======== Exercise inputs ========
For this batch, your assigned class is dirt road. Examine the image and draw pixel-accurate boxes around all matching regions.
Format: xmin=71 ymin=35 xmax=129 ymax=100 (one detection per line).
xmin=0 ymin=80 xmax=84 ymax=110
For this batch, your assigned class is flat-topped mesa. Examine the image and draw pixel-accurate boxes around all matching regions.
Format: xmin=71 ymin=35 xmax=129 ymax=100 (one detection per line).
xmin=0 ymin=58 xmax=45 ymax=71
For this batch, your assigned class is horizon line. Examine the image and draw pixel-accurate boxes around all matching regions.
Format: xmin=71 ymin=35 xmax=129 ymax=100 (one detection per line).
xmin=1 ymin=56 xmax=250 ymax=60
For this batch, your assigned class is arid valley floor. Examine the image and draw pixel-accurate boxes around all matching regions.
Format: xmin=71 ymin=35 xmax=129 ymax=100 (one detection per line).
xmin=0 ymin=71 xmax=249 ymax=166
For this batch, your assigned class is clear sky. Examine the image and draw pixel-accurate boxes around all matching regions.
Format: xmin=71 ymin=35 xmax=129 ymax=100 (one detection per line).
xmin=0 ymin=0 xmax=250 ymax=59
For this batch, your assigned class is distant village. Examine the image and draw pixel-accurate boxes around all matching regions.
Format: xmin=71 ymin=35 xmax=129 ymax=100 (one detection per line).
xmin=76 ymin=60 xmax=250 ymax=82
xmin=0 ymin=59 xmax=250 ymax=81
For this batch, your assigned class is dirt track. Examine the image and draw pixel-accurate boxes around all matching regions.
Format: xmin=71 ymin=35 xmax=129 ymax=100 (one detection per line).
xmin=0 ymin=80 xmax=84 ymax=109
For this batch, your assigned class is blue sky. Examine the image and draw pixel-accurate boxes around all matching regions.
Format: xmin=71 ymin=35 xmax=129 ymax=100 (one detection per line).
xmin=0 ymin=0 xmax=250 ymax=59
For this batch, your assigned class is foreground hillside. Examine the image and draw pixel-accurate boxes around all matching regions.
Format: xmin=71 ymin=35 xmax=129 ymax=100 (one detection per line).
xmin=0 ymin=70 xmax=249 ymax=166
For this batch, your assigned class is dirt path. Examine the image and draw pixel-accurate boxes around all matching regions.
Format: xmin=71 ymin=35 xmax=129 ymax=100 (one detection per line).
========
● **What to do**: Set down every entry again, exactly as written.

● **Output for this task**:
For this batch, your assigned class is dirt road. Examine the image and draw pixel-accurate boxes around all matching regions.
Format: xmin=71 ymin=35 xmax=129 ymax=100 (one detection per line).
xmin=0 ymin=80 xmax=84 ymax=110
For this batch, your assigned class is flat-topped mesa. Examine the image and draw pixel-accurate boxes around all matching regions.
Format: xmin=71 ymin=35 xmax=129 ymax=100 (one detection per line).
xmin=0 ymin=58 xmax=45 ymax=71
For this batch, your assigned class is horizon line. Examine the image and draw pixel-accurate boxes around all matching regions.
Format: xmin=71 ymin=35 xmax=129 ymax=100 (one detection per line).
xmin=1 ymin=56 xmax=250 ymax=60
For this batch, your assigned class is arid valley floor. Examine the image and draw pixel-accurate boxes around all matching regions.
Format: xmin=71 ymin=35 xmax=129 ymax=100 (one detection per line).
xmin=0 ymin=71 xmax=249 ymax=166
For this batch, your assigned class is clear sky. Examine the image and draw pixel-accurate boxes around all matching regions.
Format: xmin=71 ymin=35 xmax=129 ymax=100 (one detection per line).
xmin=0 ymin=0 xmax=250 ymax=59
For this batch, your assigned class is distant village. Examine the image and draw pixel-accurate boxes around all matching regions.
Format: xmin=71 ymin=35 xmax=129 ymax=100 (one detection per line).
xmin=76 ymin=60 xmax=250 ymax=82
xmin=0 ymin=59 xmax=250 ymax=81
For this batch, your assigned class is dirt track. Examine the image and draw pixel-accurate boxes around all matching regions.
Format: xmin=71 ymin=35 xmax=129 ymax=100 (one detection per line).
xmin=0 ymin=80 xmax=84 ymax=109
For this batch, your assigned class is blue sky. Examine the image and draw pixel-accurate boxes around all matching regions.
Format: xmin=71 ymin=35 xmax=129 ymax=100 (one detection per line).
xmin=0 ymin=0 xmax=250 ymax=59
For this batch, your assigned class is foreground hillside. Examine the image and draw pixel-accurate boxes around all matching regions.
Format: xmin=71 ymin=35 xmax=129 ymax=100 (one detection per line).
xmin=0 ymin=70 xmax=249 ymax=166
For this batch, your assigned class is dirt path. Examine the image and draw pixel-accurate boxes around all matching regions.
Format: xmin=71 ymin=35 xmax=129 ymax=100 (one detection per line).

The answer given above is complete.